Revenue Scotland inspections: information, documents and computer records
This page explains what Revenue Scotland can do with information and documents during an inspection, and where the limits are. The rules matter because an inspection is not the same as a general request for information. Revenue Scotland has specific powers, but those powers are tied to what is being inspected and are subject to restrictions.
What this rule is about
The source material deals with Revenue Scotland’s powers during an inspection under the Revenue Scotland and Tax Powers Act 2014. It covers four main areas:
- obtaining and recording information about what is being inspected
- copying, extracting and removing documents
- the limits on what documents can be inspected
- access to computer systems and related assistance
The key point is that an inspection power lets Revenue Scotland look at premises, property, goods, assets and documents in a targeted way. It does not give an unlimited right to ask any question or take any document.
What the official source says
Revenue Scotland may obtain and record information, in any way, about premises, property, goods, assets and documents that it inspects. It may also mark business assets, and anything in them, to show they have been inspected.
It may ask questions to obtain information about the things being inspected, but a person is not obliged to answer those questions. The power does not extend to wider questioning beyond the subject of the inspection.

▸ **What is being asked**
Under which act does the page on Revenue Scotland inspections say these inspection powers arise?

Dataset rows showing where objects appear
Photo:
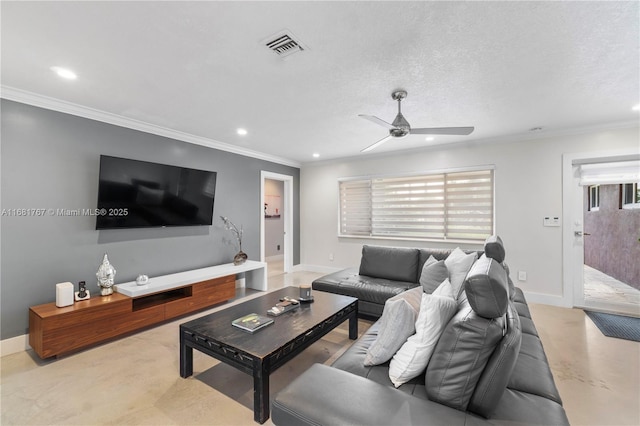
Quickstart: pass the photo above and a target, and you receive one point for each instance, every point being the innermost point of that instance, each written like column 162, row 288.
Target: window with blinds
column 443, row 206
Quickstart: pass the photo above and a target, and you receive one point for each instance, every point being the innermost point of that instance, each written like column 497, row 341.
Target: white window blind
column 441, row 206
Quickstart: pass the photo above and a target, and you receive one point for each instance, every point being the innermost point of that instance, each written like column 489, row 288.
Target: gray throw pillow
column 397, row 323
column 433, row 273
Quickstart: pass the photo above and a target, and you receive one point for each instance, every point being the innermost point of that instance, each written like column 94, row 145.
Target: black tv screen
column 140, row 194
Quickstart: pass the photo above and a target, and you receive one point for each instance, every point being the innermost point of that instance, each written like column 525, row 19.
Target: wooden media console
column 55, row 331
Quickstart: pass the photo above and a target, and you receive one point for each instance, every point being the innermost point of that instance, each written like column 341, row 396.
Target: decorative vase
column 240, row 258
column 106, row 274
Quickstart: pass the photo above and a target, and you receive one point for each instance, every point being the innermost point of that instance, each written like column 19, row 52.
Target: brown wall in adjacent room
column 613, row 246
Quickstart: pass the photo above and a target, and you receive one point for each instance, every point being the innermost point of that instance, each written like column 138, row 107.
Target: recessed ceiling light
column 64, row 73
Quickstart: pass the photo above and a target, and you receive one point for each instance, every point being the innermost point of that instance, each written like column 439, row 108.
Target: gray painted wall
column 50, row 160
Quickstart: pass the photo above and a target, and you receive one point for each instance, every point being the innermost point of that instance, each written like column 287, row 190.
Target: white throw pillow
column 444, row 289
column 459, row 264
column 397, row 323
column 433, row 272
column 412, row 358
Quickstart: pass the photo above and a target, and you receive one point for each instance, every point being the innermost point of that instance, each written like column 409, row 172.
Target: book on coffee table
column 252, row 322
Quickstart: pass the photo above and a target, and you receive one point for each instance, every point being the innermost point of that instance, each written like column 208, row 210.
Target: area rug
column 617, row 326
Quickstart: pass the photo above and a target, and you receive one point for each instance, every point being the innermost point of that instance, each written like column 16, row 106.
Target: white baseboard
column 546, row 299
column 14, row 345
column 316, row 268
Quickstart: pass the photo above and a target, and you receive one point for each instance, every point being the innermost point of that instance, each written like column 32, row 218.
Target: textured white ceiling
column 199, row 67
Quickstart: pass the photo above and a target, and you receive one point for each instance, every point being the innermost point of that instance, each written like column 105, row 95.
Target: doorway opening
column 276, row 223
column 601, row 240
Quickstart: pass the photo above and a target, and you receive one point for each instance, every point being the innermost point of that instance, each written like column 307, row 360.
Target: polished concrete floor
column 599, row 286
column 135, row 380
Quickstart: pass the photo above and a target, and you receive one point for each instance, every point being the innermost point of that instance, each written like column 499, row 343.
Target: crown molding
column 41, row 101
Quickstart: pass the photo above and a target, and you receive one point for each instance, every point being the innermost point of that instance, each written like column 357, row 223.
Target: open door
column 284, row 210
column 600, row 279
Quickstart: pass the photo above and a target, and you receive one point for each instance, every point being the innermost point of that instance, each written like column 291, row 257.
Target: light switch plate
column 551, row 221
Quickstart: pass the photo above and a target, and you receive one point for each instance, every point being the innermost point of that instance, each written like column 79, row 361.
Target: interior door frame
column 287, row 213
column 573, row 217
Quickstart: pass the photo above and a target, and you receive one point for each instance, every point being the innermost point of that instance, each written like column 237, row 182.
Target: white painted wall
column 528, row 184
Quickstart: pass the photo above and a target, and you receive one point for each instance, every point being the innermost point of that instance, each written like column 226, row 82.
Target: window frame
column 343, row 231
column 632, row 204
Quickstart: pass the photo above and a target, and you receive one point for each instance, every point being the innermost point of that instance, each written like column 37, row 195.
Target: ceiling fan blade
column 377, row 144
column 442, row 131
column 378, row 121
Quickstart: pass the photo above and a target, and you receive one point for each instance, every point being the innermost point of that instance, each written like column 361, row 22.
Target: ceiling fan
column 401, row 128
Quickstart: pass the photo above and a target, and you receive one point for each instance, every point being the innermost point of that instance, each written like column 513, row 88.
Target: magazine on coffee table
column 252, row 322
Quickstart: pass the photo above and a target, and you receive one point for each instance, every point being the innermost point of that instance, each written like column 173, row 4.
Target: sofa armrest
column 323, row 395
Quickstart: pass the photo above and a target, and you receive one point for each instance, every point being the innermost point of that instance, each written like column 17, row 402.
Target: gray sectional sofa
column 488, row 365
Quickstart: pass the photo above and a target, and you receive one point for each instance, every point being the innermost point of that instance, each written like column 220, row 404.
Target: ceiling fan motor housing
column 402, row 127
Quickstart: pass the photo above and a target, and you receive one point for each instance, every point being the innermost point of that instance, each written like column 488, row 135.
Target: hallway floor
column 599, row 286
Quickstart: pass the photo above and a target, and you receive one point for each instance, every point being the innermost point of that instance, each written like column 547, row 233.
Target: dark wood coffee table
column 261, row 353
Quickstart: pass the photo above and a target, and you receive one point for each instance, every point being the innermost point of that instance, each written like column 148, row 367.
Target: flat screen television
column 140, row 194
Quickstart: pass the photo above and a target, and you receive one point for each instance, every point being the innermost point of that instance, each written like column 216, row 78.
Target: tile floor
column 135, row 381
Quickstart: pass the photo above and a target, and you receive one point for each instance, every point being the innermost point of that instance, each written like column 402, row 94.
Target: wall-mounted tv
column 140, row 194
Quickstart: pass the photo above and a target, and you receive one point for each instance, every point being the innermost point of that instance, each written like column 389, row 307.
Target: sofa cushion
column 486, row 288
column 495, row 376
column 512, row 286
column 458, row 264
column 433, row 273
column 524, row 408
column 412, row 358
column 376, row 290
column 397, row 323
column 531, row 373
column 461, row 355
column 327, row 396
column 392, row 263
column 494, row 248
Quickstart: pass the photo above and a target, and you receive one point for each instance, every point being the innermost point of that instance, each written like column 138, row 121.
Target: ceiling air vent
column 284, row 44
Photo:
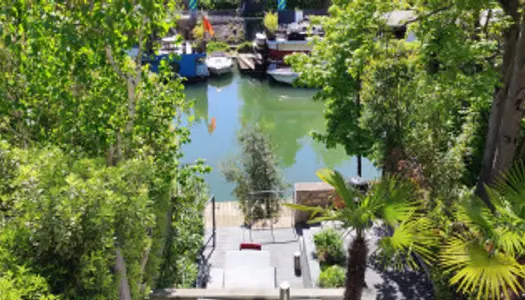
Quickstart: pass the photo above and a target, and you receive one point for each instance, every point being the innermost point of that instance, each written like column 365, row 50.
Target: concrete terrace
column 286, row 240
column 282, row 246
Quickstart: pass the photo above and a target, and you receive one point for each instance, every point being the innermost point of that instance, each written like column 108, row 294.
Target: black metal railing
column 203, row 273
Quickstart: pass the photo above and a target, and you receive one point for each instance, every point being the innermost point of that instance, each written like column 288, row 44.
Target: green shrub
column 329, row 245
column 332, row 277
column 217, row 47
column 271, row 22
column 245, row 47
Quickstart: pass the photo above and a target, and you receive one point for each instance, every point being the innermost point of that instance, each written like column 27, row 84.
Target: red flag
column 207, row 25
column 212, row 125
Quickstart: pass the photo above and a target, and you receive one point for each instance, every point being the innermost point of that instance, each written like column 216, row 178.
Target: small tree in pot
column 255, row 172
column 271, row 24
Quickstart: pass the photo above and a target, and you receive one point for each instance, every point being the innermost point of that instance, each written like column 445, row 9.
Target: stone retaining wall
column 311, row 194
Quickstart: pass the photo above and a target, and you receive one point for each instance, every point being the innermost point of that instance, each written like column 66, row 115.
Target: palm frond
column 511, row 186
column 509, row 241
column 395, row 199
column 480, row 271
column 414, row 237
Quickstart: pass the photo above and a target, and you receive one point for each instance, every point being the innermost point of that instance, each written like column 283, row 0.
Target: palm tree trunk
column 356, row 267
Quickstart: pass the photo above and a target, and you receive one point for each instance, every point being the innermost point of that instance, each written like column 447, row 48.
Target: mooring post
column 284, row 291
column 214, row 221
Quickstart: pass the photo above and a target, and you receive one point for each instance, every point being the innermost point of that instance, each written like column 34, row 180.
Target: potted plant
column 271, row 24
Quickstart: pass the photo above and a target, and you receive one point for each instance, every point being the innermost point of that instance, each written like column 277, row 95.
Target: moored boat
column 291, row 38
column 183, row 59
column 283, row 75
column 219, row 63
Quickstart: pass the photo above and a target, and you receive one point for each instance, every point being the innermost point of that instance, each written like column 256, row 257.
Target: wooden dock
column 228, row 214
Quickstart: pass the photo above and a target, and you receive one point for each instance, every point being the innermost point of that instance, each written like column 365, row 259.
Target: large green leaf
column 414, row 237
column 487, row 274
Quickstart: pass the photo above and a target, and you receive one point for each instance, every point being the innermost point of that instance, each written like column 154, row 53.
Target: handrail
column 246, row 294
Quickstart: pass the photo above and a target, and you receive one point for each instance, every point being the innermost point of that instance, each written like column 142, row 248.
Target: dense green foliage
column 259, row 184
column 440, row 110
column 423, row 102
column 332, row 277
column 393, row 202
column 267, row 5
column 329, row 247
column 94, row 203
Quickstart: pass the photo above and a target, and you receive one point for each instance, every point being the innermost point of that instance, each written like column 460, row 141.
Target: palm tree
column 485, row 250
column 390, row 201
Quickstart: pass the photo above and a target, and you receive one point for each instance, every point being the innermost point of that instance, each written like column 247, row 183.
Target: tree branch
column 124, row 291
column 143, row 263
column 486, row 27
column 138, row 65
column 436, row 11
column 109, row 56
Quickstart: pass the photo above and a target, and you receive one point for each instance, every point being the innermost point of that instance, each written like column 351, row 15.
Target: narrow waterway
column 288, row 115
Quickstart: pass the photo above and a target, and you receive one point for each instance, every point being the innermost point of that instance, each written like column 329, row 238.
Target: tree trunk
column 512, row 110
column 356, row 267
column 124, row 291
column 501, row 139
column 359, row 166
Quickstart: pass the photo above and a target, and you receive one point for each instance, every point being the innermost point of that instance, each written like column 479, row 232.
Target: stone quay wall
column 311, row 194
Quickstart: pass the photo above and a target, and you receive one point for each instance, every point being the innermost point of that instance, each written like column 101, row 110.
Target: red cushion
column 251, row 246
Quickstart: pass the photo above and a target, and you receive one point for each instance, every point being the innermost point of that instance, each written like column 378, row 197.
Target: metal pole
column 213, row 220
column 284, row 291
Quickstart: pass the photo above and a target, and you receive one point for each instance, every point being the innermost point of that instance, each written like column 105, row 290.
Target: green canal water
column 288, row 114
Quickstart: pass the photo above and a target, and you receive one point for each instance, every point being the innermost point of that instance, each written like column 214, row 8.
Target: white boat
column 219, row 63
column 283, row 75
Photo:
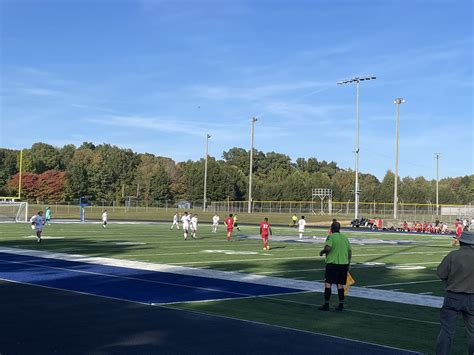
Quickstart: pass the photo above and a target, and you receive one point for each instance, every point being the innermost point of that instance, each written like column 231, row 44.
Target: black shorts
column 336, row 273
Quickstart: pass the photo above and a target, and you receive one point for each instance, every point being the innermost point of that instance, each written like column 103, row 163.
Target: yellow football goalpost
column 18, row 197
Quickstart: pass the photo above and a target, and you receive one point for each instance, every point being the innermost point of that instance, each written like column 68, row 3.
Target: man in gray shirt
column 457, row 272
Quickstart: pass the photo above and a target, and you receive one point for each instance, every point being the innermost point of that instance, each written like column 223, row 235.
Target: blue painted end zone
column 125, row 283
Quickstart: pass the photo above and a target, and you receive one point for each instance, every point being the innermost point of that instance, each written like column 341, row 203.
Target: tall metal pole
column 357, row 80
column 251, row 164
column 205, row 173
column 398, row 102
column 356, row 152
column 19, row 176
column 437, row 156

▸ **Response to the exercise**
The Revenue Scotland and Tax Powers Act 2014.